設定課題 A. 下の記録について、「Point out the thin branch in this photo.」を含む行から記録の最後の行までを、両端の行も含めて一字一句そのまま書き写すこと。

....................

また、サグを例えば道路縦断勾配で3%程度に小さくした場合、吊床版端部を橋台に固定すると、2次ケーブルの緊張により、橋台に作用する水平力が大きくなったり、吊床版の端部で大きな曲げモーメントが生じたりするが、本発明では、吊床版端部を橋台から切り離し、分離した状態であるので、2次ケーブルの緊張により、橋台に作用する水平力や吊床版端部の曲げモーメントを増加させずに、吊床版内に配置するケーブルによりプレストレスを導入することができる。
また、本発明の直路式吊床版橋の構築方法によると、直路式吊床版橋の構築方法において、1次ケーブルで吊床版を架設し、2次ケーブルで橋体全体を支持し、前記1次ケーブルおよび2次ケーブルを橋台にて緊張定着した後、橋台上に支承を介して支持される吊床版端部の端部吊床版を構築し、吊床版本体に直接プレストレスを導入するケーブルを配置して吊床版端部で緊張定着し、端部吊床版を橋台に固定しないので、端部吊床版を橋台に固定しない構造の直路式吊床版橋を容易に構築することができる。また、1次ケーブルおよび2次ケーブルを橋台に緊張定着した後、端部吊床版を橋台に設置の支承上に設けるようにすればよいので、施工も容易であるなどの効果が得られる。

....................

設定課題 B. 上の吊床版橋の文章によると、吊床版端部の端部吊床版は、橋台上に何を介して支持されるか。

....................

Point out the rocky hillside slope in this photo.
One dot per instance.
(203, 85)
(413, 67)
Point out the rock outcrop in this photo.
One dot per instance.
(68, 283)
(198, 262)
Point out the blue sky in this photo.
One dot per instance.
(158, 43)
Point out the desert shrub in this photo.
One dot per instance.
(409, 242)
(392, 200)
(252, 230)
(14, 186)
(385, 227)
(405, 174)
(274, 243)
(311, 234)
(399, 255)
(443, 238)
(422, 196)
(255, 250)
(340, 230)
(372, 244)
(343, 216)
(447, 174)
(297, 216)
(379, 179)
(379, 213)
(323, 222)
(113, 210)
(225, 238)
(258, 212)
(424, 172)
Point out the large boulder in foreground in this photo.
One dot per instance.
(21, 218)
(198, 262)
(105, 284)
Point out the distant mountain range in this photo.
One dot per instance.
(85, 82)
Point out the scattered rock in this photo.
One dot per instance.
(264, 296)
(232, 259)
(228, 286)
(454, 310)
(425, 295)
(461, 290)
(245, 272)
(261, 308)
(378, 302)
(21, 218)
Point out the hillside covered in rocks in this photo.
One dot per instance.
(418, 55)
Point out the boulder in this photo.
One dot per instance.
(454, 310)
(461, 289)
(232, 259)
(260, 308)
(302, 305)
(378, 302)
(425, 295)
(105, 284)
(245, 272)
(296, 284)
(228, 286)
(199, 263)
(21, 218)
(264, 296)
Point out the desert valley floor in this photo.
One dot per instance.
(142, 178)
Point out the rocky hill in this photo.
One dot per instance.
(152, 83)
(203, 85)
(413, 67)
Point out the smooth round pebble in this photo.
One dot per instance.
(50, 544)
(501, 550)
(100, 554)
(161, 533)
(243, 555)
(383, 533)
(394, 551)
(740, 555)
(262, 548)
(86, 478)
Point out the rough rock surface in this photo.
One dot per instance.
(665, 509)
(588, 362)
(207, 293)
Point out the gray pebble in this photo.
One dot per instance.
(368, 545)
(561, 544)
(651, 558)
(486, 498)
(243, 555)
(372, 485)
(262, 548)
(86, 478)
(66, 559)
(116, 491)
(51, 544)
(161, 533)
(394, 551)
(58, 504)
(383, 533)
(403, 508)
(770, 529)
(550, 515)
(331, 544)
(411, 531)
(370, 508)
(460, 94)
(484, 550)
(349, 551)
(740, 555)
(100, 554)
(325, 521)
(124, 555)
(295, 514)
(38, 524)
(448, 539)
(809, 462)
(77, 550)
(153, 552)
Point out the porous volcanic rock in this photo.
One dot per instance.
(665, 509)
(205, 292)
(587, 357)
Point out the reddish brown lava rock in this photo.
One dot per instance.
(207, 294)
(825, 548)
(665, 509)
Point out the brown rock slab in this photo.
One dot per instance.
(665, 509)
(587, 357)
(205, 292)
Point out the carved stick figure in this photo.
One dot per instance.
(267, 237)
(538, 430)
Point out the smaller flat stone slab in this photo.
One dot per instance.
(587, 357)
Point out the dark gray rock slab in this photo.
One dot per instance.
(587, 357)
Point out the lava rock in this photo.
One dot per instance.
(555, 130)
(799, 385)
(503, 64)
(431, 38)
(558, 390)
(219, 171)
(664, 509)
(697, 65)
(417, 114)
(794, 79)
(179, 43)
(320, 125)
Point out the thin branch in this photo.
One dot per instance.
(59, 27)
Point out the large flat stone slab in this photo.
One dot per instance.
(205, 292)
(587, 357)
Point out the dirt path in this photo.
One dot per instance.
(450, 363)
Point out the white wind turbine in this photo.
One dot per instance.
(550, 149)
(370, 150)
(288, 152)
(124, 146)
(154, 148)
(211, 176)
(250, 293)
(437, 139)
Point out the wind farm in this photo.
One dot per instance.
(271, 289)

....................

完成解答 A.
Point out the thin branch in this photo.
One dot per instance.
(59, 27)
Point out the large flat stone slab in this photo.
One dot per instance.
(205, 292)
(587, 357)
Point out the dirt path in this photo.
One dot per instance.
(450, 363)
Point out the white wind turbine in this photo.
One dot per instance.
(550, 149)
(370, 150)
(288, 152)
(124, 146)
(154, 148)
(211, 176)
(250, 293)
(437, 139)
Point out the wind farm in this photo.
One dot per instance.
(271, 289)

完成解答 B. 支承を介して支持される。